**Given task**
Provide the records once more, identical to the original.

[Data extracted from a collection]

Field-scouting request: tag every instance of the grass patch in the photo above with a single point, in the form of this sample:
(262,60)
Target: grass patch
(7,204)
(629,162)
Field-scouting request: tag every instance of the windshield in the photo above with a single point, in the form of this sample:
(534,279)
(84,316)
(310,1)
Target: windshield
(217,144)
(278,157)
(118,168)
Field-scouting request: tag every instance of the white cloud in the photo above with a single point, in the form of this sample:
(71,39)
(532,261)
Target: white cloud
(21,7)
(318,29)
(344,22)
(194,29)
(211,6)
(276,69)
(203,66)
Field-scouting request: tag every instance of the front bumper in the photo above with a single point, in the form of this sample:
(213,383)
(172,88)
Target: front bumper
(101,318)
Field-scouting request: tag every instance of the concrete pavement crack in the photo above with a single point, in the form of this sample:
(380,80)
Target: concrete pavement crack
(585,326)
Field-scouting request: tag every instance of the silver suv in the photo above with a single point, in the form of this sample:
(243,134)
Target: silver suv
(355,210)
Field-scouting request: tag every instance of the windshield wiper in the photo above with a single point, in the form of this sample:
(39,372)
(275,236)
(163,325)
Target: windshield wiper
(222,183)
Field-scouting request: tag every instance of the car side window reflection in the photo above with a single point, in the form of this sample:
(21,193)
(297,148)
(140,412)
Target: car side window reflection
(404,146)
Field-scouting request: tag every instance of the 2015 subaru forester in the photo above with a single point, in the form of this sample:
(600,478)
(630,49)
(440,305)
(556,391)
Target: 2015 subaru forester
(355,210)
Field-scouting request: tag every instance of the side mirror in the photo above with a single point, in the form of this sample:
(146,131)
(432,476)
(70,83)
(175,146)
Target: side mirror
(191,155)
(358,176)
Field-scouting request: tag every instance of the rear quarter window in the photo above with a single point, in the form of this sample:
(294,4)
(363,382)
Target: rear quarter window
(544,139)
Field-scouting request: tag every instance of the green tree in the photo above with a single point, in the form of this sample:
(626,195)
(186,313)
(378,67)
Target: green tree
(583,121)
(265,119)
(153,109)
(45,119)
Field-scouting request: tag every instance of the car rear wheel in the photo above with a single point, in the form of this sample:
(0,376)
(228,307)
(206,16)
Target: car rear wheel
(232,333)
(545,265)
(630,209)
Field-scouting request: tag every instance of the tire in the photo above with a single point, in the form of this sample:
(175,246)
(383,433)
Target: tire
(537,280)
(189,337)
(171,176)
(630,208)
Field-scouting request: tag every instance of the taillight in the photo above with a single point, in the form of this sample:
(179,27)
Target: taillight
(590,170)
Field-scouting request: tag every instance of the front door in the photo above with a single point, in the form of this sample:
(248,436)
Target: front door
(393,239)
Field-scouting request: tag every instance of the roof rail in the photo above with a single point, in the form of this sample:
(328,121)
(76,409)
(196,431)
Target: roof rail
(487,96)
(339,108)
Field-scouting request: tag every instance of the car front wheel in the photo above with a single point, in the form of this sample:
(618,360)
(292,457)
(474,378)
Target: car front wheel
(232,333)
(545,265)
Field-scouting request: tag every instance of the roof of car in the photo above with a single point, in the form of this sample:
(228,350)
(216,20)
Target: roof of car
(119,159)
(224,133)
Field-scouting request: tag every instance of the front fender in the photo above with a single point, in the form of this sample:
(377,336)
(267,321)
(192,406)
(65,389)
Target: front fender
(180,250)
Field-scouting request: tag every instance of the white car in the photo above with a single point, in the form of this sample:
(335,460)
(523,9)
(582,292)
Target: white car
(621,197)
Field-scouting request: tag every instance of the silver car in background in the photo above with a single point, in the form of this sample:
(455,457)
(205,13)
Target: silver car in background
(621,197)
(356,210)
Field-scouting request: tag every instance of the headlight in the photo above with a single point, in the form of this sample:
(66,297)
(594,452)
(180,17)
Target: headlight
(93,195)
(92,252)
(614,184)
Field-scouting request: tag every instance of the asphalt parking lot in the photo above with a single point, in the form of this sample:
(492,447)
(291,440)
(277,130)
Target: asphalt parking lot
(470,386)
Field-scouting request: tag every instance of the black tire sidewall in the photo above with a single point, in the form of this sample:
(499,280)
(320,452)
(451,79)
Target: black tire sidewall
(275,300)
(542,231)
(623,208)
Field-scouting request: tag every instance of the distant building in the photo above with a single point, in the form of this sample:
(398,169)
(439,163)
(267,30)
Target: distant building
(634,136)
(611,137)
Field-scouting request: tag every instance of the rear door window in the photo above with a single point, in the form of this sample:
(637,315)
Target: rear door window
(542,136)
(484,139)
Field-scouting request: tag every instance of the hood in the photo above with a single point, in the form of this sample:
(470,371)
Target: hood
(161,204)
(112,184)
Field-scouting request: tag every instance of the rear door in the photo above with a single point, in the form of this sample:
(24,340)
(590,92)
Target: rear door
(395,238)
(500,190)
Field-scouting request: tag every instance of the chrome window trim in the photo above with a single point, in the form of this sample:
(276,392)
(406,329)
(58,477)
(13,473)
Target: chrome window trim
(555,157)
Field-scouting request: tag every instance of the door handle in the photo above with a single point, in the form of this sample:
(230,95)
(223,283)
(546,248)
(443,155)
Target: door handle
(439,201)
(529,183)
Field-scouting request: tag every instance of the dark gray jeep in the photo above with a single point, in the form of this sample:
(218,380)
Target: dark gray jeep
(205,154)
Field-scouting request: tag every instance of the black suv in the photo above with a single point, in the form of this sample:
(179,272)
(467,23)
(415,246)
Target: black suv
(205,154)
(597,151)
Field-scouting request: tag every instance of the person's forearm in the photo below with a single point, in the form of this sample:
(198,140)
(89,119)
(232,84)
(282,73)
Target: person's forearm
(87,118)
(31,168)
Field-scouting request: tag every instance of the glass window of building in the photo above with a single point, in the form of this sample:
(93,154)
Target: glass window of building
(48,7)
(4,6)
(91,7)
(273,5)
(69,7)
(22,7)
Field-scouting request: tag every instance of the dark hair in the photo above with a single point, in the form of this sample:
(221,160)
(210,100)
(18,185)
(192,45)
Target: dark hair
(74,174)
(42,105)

**Reply to the task**
Field-scouting request: tag every instance of the grass patch in the photo above with a single point, in the form of this sample:
(262,60)
Target: grass patch
(7,204)
(629,162)
Field-scouting request: tag every instance of the windshield in the photo above with a single point, in the form of this sample:
(534,279)
(84,316)
(310,1)
Target: windshield
(217,144)
(278,157)
(118,168)
Field-scouting request: tag every instance of the white cloud in the photo above with a single point, in the form of this sample:
(71,39)
(532,261)
Target: white cloud
(21,7)
(318,29)
(344,22)
(194,29)
(211,6)
(276,69)
(203,66)
Field-scouting request: tag every instance of the front bumper in the photo above with a single point, in the form of this sample:
(213,383)
(172,88)
Target: front bumper
(101,318)
Field-scouting request: tag every instance of the concrete pavement crack in the photo above with a single point, in the form of this sample:
(380,80)
Target: concrete pavement crack
(585,326)
Field-scouting request: tag every instance of the silver suv in the photo above with a single point, in the form of this sample:
(243,134)
Target: silver suv
(355,210)
Field-scouting request: tag every instance of the windshield wiper in the photo above with a single point, in the form of this sample:
(39,372)
(275,236)
(163,325)
Target: windshield wiper
(222,183)
Field-scouting request: tag every instance of the car side window reflection in the photo above with a single point, in the form of this sample:
(21,193)
(297,148)
(140,412)
Target: car side window reflection
(404,146)
Field-scouting request: tag every instance of the 2015 subaru forester in the photo above with a single point, in the form of this sample:
(600,478)
(630,49)
(440,305)
(556,391)
Target: 2015 subaru forester
(355,210)
Field-scouting request: tag every instance of the side mirror in the photo above with a single point, in the form of this sample:
(146,131)
(432,476)
(70,83)
(175,146)
Target: side mirror
(191,155)
(358,176)
Field-scouting request: tag every instance of the rear quarter window in the photo above with a single point, in the form of this sample:
(294,4)
(363,382)
Target: rear quarter window
(544,139)
Field-scouting request: tag every instance of the green tree in the photo above with a single point, in the form of this sample:
(626,195)
(186,313)
(378,67)
Target: green tree
(583,121)
(265,119)
(153,109)
(45,119)
Field-scouting request: tag every instance of the car rear wheel in the photo above with a single point, in the form of this sample:
(0,376)
(228,307)
(206,16)
Target: car rear wheel
(232,333)
(545,265)
(630,209)
Field-scouting request: tag every instance of the tire in the photo above with a single point, in the form of this sample:
(175,246)
(383,433)
Target: tire
(537,280)
(189,337)
(171,176)
(630,208)
Field-scouting request: tag every instance of the taillight in the photo above with a single point, in the form of this sample:
(179,27)
Target: taillight
(590,170)
Field-scouting request: tag every instance of the front door in the photo above with a single point, in the form of this sample:
(248,436)
Target: front door
(393,239)
Field-scouting request: tag every instance of the roof rail in the photo above with a single point, in the form of this sample:
(328,121)
(76,409)
(196,431)
Target: roof rail
(487,96)
(339,108)
Field-scouting request: tag every instance of the car front wheel in the photo above with a single point, in the form of this sample:
(618,360)
(292,457)
(474,378)
Target: car front wheel
(232,333)
(545,265)
Field-scouting request: tag every instance of the roof of car in the photo above with a single point, in the form of this sample:
(228,350)
(216,20)
Target: roof of car
(119,159)
(224,133)
Field-scouting request: tag every instance of the front fender in the photo above with a single point, in the form of this sample:
(377,336)
(267,321)
(192,406)
(65,389)
Target: front fender
(180,250)
Field-scouting request: tag every instance of the white car in the photo above with a single point, in the form of this sample:
(335,460)
(523,9)
(582,292)
Target: white car
(621,197)
Field-scouting request: tag every instance of the silver car in background in the photo above with a single point, in the form of this sample:
(455,457)
(205,13)
Target: silver car in background
(621,197)
(356,210)
Field-scouting request: tag every instance of the headlight in the photo above with a single point, in the form of this sample:
(66,297)
(594,452)
(180,17)
Target: headlight
(93,195)
(92,252)
(614,184)
Field-scouting request: tag every instance of the asphalt parking lot in the photo above with a single point, in the form of this sample:
(492,447)
(291,440)
(277,130)
Target: asphalt parking lot
(470,386)
Field-scouting request: tag every instance of the black tire sidewall in the photo above with a single point, in the form of this sample:
(499,280)
(320,452)
(451,79)
Target: black tire sidewall
(275,300)
(542,231)
(623,208)
Field-scouting request: tag every instance of the distant building in the photo above with a single point, in the form of this sample:
(398,169)
(439,163)
(267,30)
Target: distant building
(634,136)
(611,137)
Field-scouting request: tag every instance of the rear door window in the photo above with a single point, in the form of this sample:
(637,315)
Target: rear door window
(542,136)
(484,139)
Field-scouting request: tag every instance of the hood in the photo above with a single point, in the form of this sample:
(470,371)
Target: hood
(161,204)
(112,184)
Field-scouting request: tag every instance of the rear door in the photo above with a single point, in the form of this sample:
(24,340)
(590,92)
Target: rear door
(395,238)
(500,190)
Field-scouting request: tag every instance of the chrome window trim in the photo above with a single point, in the form of this sample:
(276,392)
(406,329)
(58,477)
(13,473)
Target: chrome window trim
(555,157)
Field-scouting request: tag every instance of the door handle in the photo above with a single point, in the form of this sample:
(230,95)
(223,283)
(546,248)
(443,155)
Target: door handle
(439,201)
(529,183)
Field-scouting request: tag every instance of the dark gray jeep in the photo above with a single point, in the form of this sample:
(218,380)
Target: dark gray jeep
(205,154)
Field-scouting request: tag every instance of the black suv in the photo above with a single point, in the form of this sample:
(179,272)
(467,23)
(415,246)
Target: black suv
(205,154)
(597,151)
Field-scouting request: tag every instance of the person's forearm in the photo below with a single point, in the form of this sample:
(198,140)
(89,119)
(232,84)
(282,73)
Target: person's forearm
(87,118)
(31,168)
Field-scouting request: tag every instance of the glass window of building in the photo above with a single point, in the form of this sample:
(93,154)
Target: glass window of building
(48,7)
(4,6)
(91,7)
(273,5)
(69,7)
(22,7)
Field-scouting request: tag every instance of the dark hair in the photo above with a single point, in the form of this sample:
(221,160)
(210,100)
(18,185)
(192,45)
Target: dark hair
(74,174)
(42,105)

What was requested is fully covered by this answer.